As to Competition and Markets Authority (CMA) reviews in the United Kingdom:
- Delays to notification and reviews. The CMA is committed to ensuring, and has reallocated resources to ensure, that it can meet binding statutory deadlines that govern its merger reviews. At the same time, the CMA is monitoring the situation and may extend statutory timeframes where permitted and necessary.
- Remote meetings. Meetings and hearings with the CMA are being conducted remotely, e.g. via teleconference, as staff are working from home where possible and the CMA has suspended business travel.
REST OF WORLD
The COVID-19 outbreak has affected merger notifications and reviews in many other jurisdictions, albeit to varying degrees (we set out selected examples below).
As to Administrative Council for Economic Defence (CADE) reviews in Brazil:
- Reviews. CADE will not postpone its ruling sessions because of the COVID-19 situation.
- Remote Consultations. CADE is requesting that parties avoid in-person meetings, using telephone calls or videoconferences instead.
As to Competition Bureau Canada (CCB) reviews in Canada:
- Digital Submissions. Emails from the signatory will replace hard-copy letters for advance ruling certificates, no-action letters and written opinions, among others.
- Reviews. CCB has advised that it has become increasingly difficult to make market contacts in a timely manner. This may have implications for complex matters. CCB recommends that merging parties contact case management teams as early as possible and throughout the review.
- Remote Consultations. CCB has indicated that staff are working remotely where possible. Certain telephone services normally offered by CCB will be unavailable until further notice.

### PROVIDED MATERIAL
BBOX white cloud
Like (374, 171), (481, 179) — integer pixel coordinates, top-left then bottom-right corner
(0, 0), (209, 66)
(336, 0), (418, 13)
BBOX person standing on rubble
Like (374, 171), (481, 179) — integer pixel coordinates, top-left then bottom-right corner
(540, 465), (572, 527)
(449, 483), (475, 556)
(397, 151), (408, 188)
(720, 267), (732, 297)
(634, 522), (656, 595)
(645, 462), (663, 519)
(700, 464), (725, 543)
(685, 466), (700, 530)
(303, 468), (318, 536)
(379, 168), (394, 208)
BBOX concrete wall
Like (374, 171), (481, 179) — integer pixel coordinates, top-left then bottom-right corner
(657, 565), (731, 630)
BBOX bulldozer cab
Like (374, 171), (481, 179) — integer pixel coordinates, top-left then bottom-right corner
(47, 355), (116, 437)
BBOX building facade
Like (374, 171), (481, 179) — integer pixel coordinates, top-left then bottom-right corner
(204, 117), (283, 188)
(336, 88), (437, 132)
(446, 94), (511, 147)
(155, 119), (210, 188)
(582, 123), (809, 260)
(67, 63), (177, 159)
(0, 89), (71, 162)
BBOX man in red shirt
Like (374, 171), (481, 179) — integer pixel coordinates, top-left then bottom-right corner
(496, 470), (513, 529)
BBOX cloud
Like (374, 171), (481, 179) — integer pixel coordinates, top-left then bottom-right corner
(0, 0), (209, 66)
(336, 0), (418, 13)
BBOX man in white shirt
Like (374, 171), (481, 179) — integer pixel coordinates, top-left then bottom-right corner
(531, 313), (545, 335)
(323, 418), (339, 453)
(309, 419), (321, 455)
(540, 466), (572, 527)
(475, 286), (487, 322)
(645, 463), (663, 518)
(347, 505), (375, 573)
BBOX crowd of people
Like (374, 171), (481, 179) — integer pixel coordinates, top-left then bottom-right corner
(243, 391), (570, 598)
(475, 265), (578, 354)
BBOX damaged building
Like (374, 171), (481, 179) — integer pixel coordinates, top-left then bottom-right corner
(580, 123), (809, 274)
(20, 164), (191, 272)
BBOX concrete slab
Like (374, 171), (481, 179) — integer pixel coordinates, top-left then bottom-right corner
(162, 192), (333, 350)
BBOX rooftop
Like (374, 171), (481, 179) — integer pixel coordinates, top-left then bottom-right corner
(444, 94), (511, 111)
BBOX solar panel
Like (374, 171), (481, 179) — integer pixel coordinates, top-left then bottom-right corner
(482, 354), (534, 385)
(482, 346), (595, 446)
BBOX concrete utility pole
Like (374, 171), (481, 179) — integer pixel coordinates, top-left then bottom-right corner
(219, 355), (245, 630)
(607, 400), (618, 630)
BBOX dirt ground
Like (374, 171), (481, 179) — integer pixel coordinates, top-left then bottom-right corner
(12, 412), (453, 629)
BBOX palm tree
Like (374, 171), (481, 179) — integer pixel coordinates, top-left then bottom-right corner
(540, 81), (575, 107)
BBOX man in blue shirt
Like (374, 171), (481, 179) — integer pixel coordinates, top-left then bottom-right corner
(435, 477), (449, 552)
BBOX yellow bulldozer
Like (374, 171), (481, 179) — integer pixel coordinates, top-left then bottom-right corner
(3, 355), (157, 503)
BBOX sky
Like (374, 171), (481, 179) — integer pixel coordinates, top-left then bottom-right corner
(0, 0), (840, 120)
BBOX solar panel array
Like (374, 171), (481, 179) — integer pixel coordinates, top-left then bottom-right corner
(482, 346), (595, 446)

### DIRECTIONS
• A. Translate this sentence from the text on COVID-19 merger reviews into Spanish: "CADE will not postpone its ruling sessions because of the COVID-19 situation."
• B. Write the next part of the text on COVID-19 merger reviews, picking up right after its last sentence.
You won't need the lines for any of this.

### RESULTS IN ORDER
• A. El CADE no pospondrá sus sesiones de resolución debido a la situación del COVID-19.

• B.
As to Fiscalía Nacional Económica (FNE) reviews in Chile:
- Reviews. FNE has not indicated that it will postpone reviews because of COVID-19.
- Remote Consultations. FNE has requested that parties contact it through its virtual office by email or over the telephone.
- Public Hearings. Chile’s Tribunal de Defensa de la Libre Competencia has suspended all public hearings until April 3.
As to State Administration for Market Regulation (SAMR) reviews in China:
- Digital Submissions. SAMR is asking notifying parties to submit applications or responses to information requests by email or by post instead of in person.
- Reviews. SAMR is actively reviewing, investigating and approving mergers and acquisitions and enforcing antitrust laws.
- Remote Consultations. SAMR has canceled or postponed all in-person meetings, but it is conducting business electronically and telephonically. SAMR has offered consultations through its hotlines to help companies to solve compliance issues related to merger-review notifications.
As to Competition Commission of India (CCI) reviews in India, the CCI is rescheduling hearings for after March 31 and is discouraging visits to its offices.
As to Korea Fair Trade Commission (KFTC) reviews in Korea:
- Request to delay notifications. While its staff is working remotely, the KFTC is accepting new notifications, but it has requested that parties indicate whether their notification is “time-sensitive.”
- Delays to notifications and reviews. The KFTC has not addressed whether notifications and/or reviews will face delays. Given remote working arrangements, the fact that the KFTC has canceled a number of hearings and its request to indicate “time-sensitive” notifications, it is possible that the pace of reviews may be affected.
In sum, one should not assume that traditional merger control processes and timelines standards will apply in the near term while competition authorities throughout the world grapple with the significant challenges that COVID-19 is presenting.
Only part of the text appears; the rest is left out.